READING TEXT below:

I have had major drama in my life since Sunday... Can I get it off my chest???
We were supposed to go out of town from Sunday to Wednesady (Z, J, DH and I), Crystal was supposed to stay here with my sister Lupe so she could go to school. Well I should have known the trip was doomed on Sunday afternoon when we were on the road and my sister called to report that Crystal had fallen down the stairs at her apartment!
(Luckily she was OK, and it was an accident... but still...) Then I forgot to tell L to attach a note to C's backpack with her new cell phone number on it so the school could get a hold of her if need be... But I thought "Oh, it's only one day, I'll make sure she sends it tomorrow" and all day I had a feeling in the back of my mind that I should call the school and give them the number JUST IN CASE. And, you guessed it, they had been trying to get a hold of all of us all day because Crystal was sick. The principal of the school even drove over to my house!!! They ended up calling the freakin' paramedics who took Crystal to the hospital because she was too sick to stay at school and no one could get a hold of my sister... So, someone finally got a hold of me on my cell and I rushed back home as soon as I heard that all of this was going on. THEN I find out that the school called Child Protective Services on me because they feel that my sister is irresponsible and doesn't take good enough care of Crystal when we are out of town, and they were concerned that they couldn't get a hold of anyone in an "emergency". And, according to them, Crystal was sent to school filthy, with no glasses on, oxygen on the wrong liter flow, smelling of urine, with boogers on her face and generally just a mess. My sister's story is that she woke up 15 minutes before the bus got here and she had to get Crystal ready in a rush, and didn't realize that she was too sick to go to school. So now I have a flippin' CPS investigation on my foster care file forever!!!

End of READING TEXT.

Resume the blog post about the school calling Child Protective Services, and carry it on from its last sentence.

DATASET CONTENT below:

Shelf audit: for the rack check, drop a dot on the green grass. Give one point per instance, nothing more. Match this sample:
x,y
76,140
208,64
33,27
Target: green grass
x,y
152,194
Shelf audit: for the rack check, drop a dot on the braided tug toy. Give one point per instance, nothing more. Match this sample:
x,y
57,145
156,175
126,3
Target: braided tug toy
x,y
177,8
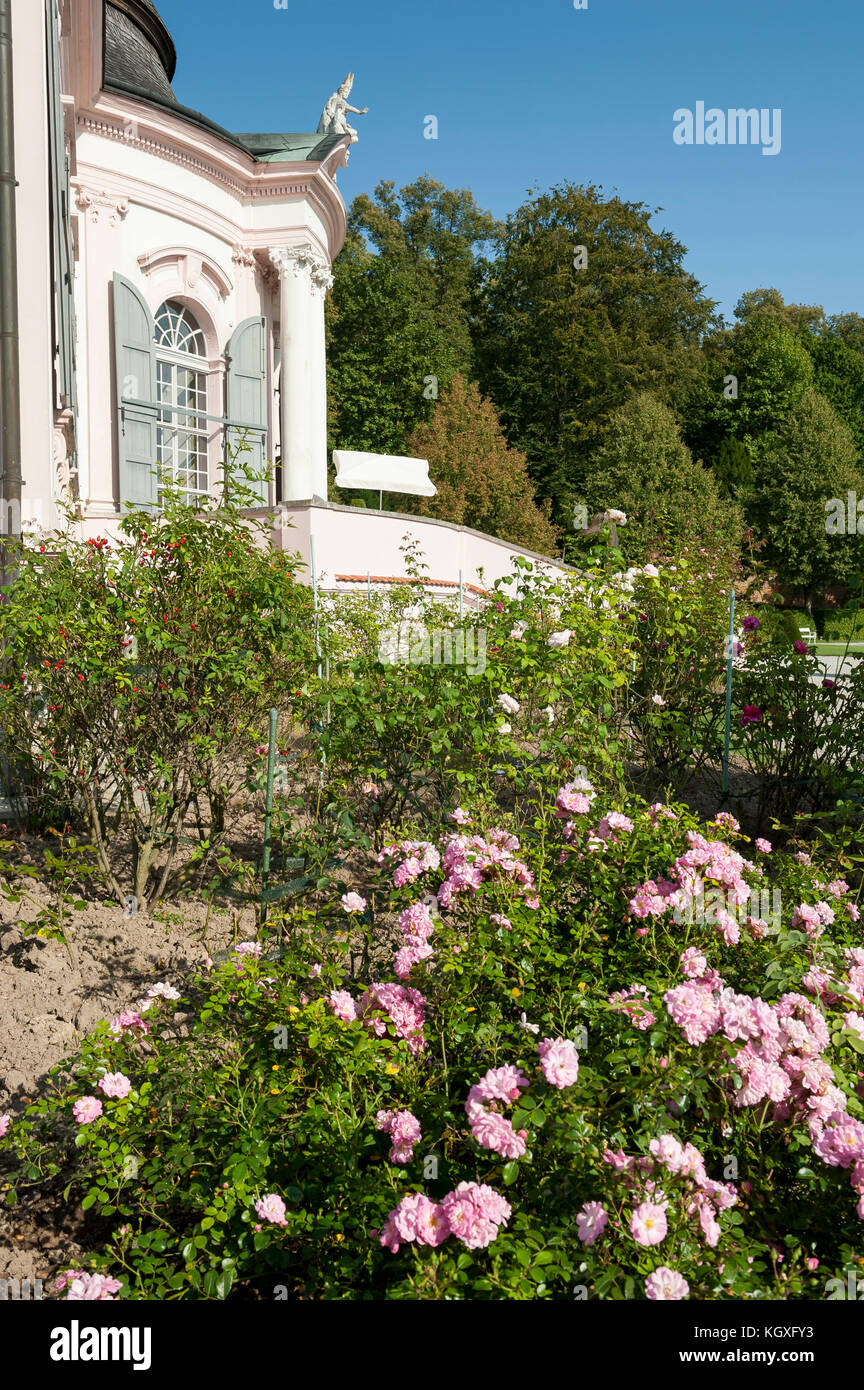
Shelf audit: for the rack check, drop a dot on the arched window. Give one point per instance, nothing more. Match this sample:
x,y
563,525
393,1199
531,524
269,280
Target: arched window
x,y
181,378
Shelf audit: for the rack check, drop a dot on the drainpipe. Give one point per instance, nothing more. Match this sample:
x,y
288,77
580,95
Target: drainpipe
x,y
10,396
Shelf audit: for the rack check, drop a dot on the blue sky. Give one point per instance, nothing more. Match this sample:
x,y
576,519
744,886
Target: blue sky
x,y
538,92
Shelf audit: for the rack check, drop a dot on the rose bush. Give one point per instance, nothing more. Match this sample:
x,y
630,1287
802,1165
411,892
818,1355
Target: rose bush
x,y
549,1087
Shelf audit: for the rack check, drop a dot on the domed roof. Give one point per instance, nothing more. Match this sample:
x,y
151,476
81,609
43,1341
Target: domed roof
x,y
138,49
140,60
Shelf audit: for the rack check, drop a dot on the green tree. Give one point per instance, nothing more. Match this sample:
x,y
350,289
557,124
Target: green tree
x,y
404,292
734,469
810,459
770,303
481,481
839,377
566,337
645,470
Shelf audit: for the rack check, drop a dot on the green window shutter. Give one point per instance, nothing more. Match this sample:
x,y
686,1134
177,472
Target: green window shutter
x,y
246,399
135,359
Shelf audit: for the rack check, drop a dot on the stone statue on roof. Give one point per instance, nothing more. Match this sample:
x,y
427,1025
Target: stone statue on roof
x,y
334,116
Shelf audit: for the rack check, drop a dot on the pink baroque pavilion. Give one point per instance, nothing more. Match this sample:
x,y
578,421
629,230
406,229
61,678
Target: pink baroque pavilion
x,y
171,293
165,263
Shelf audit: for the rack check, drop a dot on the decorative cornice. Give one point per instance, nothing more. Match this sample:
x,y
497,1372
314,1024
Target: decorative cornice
x,y
97,203
189,266
202,216
159,132
303,262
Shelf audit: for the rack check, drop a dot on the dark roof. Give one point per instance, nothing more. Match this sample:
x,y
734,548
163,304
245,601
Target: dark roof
x,y
140,59
267,149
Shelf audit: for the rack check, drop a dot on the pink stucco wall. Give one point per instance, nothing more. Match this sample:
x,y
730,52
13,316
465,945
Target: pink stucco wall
x,y
357,541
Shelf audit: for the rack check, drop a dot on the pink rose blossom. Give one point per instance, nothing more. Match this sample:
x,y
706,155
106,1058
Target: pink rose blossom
x,y
560,1062
271,1208
84,1286
115,1084
649,1223
86,1109
592,1222
666,1285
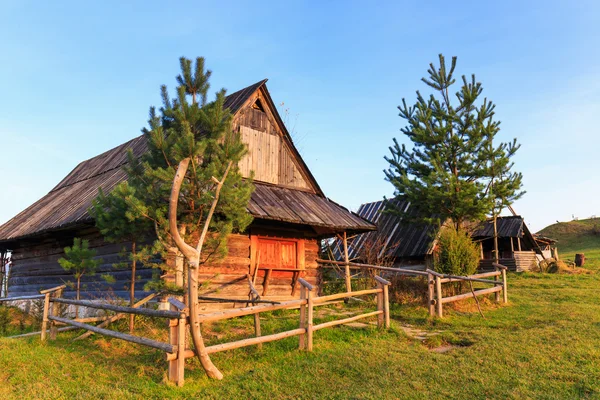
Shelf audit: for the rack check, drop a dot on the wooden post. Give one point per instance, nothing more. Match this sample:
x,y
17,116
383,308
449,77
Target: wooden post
x,y
386,306
347,261
504,286
496,294
181,329
257,328
309,324
302,338
55,312
45,316
380,305
431,294
438,289
174,340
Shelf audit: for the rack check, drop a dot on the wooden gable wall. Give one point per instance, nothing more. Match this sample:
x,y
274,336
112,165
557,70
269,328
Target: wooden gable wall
x,y
269,154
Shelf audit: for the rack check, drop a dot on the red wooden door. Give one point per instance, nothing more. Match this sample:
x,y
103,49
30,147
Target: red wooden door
x,y
277,254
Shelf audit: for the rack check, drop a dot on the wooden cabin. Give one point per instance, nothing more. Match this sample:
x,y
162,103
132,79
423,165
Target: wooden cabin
x,y
518,249
291,216
397,242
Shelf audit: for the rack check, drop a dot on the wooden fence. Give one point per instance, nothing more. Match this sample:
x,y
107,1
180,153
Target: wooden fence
x,y
178,316
435,281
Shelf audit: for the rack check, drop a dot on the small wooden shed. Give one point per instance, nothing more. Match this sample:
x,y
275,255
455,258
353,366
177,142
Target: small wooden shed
x,y
291,215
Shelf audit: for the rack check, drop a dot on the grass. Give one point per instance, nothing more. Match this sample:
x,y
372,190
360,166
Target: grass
x,y
582,236
544,344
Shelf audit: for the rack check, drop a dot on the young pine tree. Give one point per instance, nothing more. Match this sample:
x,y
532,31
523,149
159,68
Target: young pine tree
x,y
447,173
79,260
188,184
118,223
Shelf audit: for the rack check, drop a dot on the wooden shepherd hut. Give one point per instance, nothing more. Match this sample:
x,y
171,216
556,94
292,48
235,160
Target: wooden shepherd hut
x,y
291,215
398,241
518,249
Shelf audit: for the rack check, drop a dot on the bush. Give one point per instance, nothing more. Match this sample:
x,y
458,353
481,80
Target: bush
x,y
456,254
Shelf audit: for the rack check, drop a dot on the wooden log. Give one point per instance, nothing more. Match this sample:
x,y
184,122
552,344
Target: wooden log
x,y
438,291
239,312
266,282
504,286
117,316
302,338
323,299
55,312
431,294
386,306
380,306
45,316
256,340
181,329
230,300
375,267
377,313
309,320
166,347
121,309
54,289
65,329
19,298
479,292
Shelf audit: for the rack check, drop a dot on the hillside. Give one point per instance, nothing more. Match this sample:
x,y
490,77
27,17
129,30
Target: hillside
x,y
581,236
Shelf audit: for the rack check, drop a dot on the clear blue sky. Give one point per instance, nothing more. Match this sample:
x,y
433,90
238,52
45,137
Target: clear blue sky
x,y
77,79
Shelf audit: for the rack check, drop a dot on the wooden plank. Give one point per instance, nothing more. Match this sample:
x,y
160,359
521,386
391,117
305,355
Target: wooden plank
x,y
121,309
256,340
480,292
346,320
166,347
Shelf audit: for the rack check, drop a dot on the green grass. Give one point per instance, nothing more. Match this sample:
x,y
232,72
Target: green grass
x,y
545,344
582,236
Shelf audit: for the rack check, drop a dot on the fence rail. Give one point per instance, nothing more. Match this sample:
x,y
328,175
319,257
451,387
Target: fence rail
x,y
176,351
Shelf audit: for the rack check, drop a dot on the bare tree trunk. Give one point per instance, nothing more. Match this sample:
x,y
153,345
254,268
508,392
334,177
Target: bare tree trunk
x,y
193,256
132,287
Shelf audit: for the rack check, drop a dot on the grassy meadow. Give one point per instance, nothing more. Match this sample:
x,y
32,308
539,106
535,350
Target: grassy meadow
x,y
544,344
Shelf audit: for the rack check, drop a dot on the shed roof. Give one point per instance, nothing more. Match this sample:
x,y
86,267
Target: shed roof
x,y
405,239
68,202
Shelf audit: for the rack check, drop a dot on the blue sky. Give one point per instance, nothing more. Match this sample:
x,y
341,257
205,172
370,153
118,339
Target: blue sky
x,y
77,79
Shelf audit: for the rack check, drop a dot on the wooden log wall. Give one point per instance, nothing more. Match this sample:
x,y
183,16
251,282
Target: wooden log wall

End of DATASET CONTENT.

## TASK RESPONSE
I am so confused, hurt, sad, mad, angry, embarrassed, and just plain anxious about everything. I have a heavy feeling in my head and I just don't know which emotion to let go of first to feel better. I haven't sat down and talked with my sister yet, mostly because I don't even know what to say or where to start. So, please pray for me and my family. We need prayers that CPS won't do any further investigating, that the school doesn't hold a grudge, that my licensing agency won't be mad at me forever, that my anxiety will go away, and that I don't kill my sister today when I am forced to sit with her at the Thanksgiving table.
I know I shouldn't have left town without someone for the school to call in an emergency (my mom, dad, SIL and I were all out of town, and they had tried to get a hold of all of us...), so I did 'fess up to what *I* did irresponsibley. But it was only ONE day they were left without a contact number, and it just happened to be THE day there was a problem (of course). And it just happened to be on the day when Lupe woke up late and rushed Crystal out of the house. But that still doesn't excuse the fact that she sent her to school filthy, and was rude to the school and hospital staff when she finally got her butt to the hospital. Anyway... You get the idea. I am thoroughly pissed and wish that I could go back in time. CPS will be coming back at 8am on Tuesday to see Zachary, because I guess they have to see all the kids in the household before the investigation is closed. He fell down while we were out of town and his lip is red so I only hope they don't think I'm freakin' abusing him...
I made stuffed mushrooms, a tray of summer sausage and smoked cheeses and crackers, and a corn/black bean thingy for the Thanksgiving meal today. We're eating at my mom's. I bought three bottles of wine, so hopefully they can offer me some escape from reality...
I hope you all have a great day.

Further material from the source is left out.